Dataset entries:

[START]

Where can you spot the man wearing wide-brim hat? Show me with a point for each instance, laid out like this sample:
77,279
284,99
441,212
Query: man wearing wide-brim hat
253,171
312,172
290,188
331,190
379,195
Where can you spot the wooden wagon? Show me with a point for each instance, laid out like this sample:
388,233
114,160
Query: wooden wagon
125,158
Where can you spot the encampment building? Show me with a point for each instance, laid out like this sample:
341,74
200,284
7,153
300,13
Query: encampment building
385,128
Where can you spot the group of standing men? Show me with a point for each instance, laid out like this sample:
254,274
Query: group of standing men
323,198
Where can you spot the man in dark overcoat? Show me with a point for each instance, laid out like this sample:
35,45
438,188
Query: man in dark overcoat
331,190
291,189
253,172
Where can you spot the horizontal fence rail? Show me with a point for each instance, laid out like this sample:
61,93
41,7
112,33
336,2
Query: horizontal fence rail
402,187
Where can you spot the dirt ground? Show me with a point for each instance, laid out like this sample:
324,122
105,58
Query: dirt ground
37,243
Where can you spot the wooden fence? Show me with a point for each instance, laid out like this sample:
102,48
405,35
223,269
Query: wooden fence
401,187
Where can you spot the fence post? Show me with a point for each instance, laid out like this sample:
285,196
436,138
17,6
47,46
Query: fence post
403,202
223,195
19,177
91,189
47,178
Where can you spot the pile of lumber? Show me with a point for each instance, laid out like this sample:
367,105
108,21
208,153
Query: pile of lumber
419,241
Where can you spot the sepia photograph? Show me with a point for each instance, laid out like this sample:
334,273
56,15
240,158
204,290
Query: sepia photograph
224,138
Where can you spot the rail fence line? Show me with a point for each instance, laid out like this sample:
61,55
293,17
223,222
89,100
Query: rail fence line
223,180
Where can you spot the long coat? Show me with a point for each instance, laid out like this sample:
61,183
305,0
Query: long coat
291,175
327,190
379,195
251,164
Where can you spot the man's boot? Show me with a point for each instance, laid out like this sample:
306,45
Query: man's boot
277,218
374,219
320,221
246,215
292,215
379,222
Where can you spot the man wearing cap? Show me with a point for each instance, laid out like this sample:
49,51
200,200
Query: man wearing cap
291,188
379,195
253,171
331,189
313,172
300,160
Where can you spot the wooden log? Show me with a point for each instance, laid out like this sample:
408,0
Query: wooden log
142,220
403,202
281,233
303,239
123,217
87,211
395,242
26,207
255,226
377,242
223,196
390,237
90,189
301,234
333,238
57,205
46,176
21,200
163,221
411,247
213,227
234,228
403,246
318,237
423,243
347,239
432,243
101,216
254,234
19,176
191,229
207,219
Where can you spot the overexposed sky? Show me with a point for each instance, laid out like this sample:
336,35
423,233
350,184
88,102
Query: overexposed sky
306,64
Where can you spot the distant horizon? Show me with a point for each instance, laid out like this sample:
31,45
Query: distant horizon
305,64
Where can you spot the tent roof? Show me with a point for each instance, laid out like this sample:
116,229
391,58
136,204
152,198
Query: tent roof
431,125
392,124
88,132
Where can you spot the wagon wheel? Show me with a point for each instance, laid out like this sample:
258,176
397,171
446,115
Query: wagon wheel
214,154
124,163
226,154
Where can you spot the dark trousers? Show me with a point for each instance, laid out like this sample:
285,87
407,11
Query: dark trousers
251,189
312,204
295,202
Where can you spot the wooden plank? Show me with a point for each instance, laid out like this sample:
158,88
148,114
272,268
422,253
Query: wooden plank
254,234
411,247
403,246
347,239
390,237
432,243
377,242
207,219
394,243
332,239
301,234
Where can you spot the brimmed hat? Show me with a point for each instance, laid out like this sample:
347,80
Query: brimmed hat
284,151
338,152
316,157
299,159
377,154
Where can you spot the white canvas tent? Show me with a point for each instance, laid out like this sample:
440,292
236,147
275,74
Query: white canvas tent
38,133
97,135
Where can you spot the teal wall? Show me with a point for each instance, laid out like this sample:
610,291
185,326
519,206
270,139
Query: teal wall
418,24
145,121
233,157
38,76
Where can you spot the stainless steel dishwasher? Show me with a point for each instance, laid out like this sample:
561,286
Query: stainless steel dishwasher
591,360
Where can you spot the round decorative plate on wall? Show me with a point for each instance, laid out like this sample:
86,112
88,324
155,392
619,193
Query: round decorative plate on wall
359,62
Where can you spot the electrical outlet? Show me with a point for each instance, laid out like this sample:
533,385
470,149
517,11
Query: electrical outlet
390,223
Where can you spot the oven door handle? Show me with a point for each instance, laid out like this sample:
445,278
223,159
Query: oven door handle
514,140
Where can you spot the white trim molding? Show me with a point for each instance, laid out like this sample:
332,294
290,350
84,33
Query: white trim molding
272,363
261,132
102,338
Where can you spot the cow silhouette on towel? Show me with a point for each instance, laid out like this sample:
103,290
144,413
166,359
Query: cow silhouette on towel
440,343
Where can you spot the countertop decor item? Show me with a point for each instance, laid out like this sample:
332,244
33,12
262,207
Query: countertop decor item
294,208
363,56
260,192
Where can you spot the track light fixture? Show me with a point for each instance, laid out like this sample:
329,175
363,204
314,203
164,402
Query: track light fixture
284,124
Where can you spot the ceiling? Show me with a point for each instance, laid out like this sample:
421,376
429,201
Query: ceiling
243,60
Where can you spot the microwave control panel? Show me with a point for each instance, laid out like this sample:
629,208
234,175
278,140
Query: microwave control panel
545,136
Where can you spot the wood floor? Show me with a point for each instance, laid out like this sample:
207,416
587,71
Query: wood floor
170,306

[END]

Request:
Write out the listing from the line containing "Where can you spot the cow" through the end, that line included.

Written response:
Where can you spot the cow silhouette on towel? Show me with a point for each instance, laid out like this sample:
103,290
144,413
166,359
Query: cow silhouette on towel
440,343
Where can you spot the countertop decor item? Show me with a point for each instance, laid out like this sample:
332,244
33,12
262,207
Query: countertop decor item
294,208
363,56
260,192
Where can you spot the track light fixture? Show me with a point for each instance, laid out like this sample:
329,175
363,204
314,203
164,402
Query: track light fixture
284,124
Where can you spot the ceiling? Show me with a point for each instance, laid out like this sample:
421,376
429,201
Query: ceiling
243,60
Where can you spot the microwave control panel? Show me with a point for each instance, laid out like this sample:
629,208
234,175
278,140
Query: microwave control panel
545,136
Where can you spot the wood floor? Show me with a point for each instance, laid out like this sample:
207,416
587,71
Query: wood floor
170,306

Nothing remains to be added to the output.